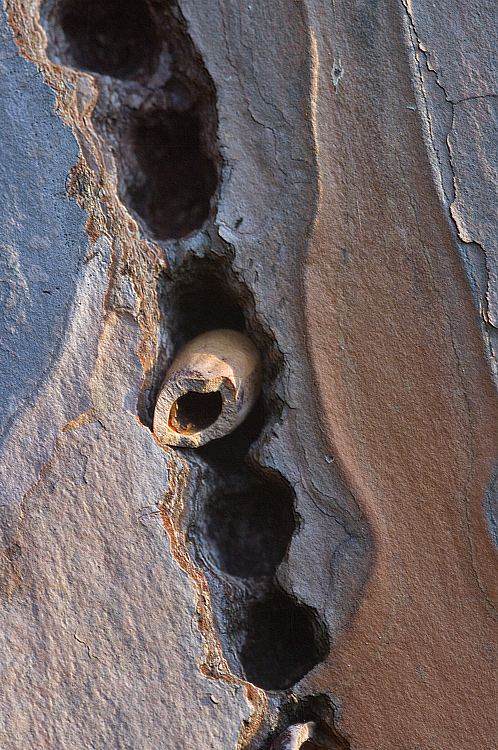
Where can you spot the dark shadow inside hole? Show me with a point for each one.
(178, 179)
(316, 708)
(250, 530)
(201, 300)
(229, 452)
(284, 642)
(110, 37)
(194, 412)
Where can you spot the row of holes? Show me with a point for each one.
(244, 527)
(168, 169)
(163, 129)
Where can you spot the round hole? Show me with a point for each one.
(194, 411)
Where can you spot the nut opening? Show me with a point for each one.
(194, 412)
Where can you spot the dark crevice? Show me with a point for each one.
(316, 708)
(158, 113)
(110, 37)
(249, 531)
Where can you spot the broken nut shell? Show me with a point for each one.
(209, 389)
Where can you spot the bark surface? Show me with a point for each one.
(322, 178)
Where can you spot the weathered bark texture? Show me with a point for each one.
(320, 176)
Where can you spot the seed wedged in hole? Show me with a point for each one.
(110, 37)
(283, 642)
(179, 178)
(194, 411)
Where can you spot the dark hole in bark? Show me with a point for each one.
(284, 641)
(199, 300)
(228, 453)
(250, 530)
(110, 37)
(194, 412)
(178, 180)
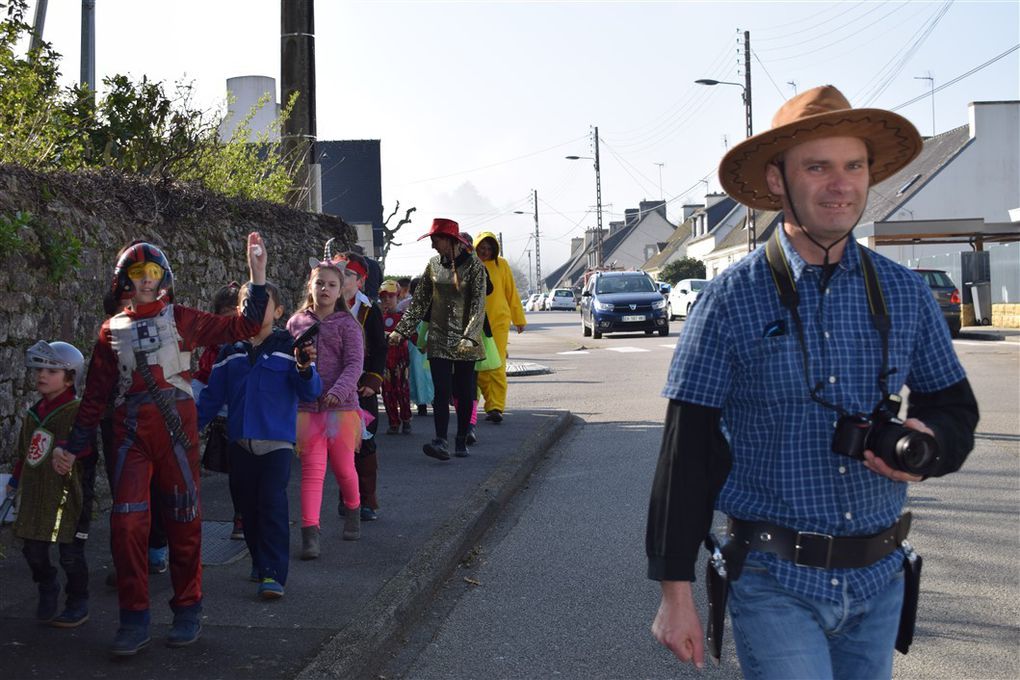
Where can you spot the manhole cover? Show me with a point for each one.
(217, 547)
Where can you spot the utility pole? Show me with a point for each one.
(752, 237)
(538, 256)
(297, 74)
(38, 23)
(598, 202)
(529, 286)
(88, 75)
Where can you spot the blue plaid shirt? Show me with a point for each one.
(783, 470)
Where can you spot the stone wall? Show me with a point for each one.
(203, 233)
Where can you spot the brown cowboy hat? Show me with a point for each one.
(446, 227)
(893, 142)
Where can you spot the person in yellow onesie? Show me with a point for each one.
(503, 308)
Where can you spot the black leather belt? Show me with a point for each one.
(809, 548)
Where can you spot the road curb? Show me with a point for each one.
(358, 648)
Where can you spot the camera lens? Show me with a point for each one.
(916, 452)
(904, 449)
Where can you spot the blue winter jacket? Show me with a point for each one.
(261, 389)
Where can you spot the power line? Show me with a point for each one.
(843, 38)
(921, 36)
(958, 77)
(502, 162)
(785, 34)
(781, 95)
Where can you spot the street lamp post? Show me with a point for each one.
(746, 88)
(598, 197)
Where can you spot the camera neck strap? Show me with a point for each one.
(785, 286)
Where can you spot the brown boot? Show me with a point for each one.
(309, 542)
(352, 523)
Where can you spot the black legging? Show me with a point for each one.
(452, 378)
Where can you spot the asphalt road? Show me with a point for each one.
(557, 588)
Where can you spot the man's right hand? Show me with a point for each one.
(676, 626)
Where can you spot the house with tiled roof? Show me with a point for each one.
(628, 244)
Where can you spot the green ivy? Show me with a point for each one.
(10, 238)
(58, 247)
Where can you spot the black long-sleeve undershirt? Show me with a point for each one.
(695, 461)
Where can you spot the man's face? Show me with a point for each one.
(444, 246)
(486, 250)
(51, 381)
(827, 185)
(146, 277)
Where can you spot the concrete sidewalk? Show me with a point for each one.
(340, 611)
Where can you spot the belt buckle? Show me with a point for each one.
(810, 552)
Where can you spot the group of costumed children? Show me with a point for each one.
(275, 391)
(313, 386)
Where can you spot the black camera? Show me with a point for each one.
(884, 434)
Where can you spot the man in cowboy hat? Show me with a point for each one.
(798, 351)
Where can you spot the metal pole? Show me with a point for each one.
(297, 72)
(38, 24)
(752, 237)
(538, 256)
(88, 75)
(598, 202)
(528, 269)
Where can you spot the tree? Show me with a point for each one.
(139, 127)
(685, 267)
(389, 233)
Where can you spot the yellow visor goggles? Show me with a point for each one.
(145, 270)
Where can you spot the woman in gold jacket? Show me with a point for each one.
(503, 308)
(451, 297)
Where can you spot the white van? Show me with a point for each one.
(682, 297)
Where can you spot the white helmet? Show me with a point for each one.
(57, 355)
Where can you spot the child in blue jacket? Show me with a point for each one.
(261, 381)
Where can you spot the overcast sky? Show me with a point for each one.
(477, 103)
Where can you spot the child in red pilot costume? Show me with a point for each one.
(396, 388)
(144, 354)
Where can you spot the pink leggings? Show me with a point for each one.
(333, 435)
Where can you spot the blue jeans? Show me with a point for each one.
(259, 484)
(781, 635)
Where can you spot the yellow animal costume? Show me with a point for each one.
(503, 308)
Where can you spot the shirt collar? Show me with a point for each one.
(851, 260)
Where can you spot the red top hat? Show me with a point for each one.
(446, 227)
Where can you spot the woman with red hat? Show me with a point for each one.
(452, 296)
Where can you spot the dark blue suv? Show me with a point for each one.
(620, 302)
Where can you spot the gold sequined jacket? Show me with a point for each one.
(458, 308)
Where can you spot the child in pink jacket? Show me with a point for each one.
(329, 428)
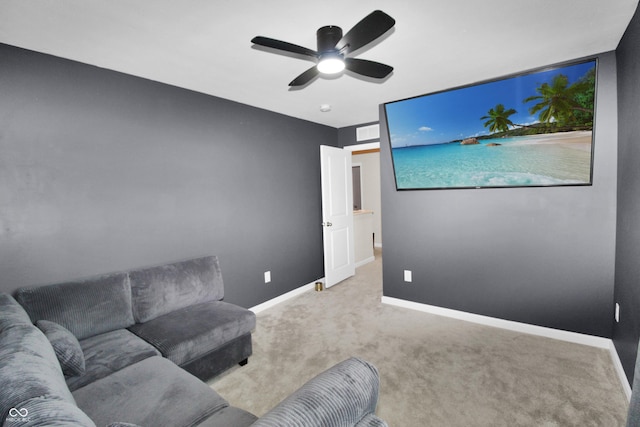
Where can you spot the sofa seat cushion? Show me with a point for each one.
(188, 334)
(66, 346)
(109, 352)
(86, 307)
(230, 416)
(153, 392)
(43, 412)
(29, 369)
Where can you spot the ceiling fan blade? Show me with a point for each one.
(367, 30)
(368, 68)
(280, 45)
(305, 77)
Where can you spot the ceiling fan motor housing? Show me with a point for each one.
(327, 38)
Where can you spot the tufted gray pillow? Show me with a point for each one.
(66, 347)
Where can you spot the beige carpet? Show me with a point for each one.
(435, 371)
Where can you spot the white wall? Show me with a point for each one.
(370, 173)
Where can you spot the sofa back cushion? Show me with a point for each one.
(11, 313)
(33, 389)
(85, 307)
(169, 287)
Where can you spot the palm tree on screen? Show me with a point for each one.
(497, 119)
(556, 101)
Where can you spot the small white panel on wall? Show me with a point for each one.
(366, 133)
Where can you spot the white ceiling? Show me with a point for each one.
(205, 45)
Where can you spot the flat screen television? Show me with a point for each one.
(534, 129)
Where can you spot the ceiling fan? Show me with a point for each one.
(334, 48)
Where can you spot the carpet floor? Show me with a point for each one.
(435, 371)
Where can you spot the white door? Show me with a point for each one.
(337, 214)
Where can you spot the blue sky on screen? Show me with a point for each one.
(455, 114)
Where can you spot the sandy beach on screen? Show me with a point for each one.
(579, 140)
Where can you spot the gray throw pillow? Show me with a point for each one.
(66, 347)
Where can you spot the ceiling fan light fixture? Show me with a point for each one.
(330, 64)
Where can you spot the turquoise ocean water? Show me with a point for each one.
(518, 161)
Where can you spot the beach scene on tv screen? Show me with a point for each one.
(534, 129)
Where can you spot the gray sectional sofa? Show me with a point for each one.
(131, 349)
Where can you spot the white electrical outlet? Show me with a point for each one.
(408, 276)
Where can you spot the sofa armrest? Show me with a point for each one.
(343, 395)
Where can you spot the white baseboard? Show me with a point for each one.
(558, 334)
(617, 364)
(277, 300)
(365, 261)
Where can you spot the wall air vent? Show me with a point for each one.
(366, 133)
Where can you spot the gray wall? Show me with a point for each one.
(627, 286)
(543, 256)
(101, 171)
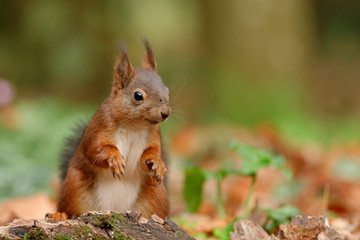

· · · · ·

**WHAT IS REQUIRED**
Please count the lines in the records that contain the string "belt", with case counting, and give only that number.

**RESULT**
2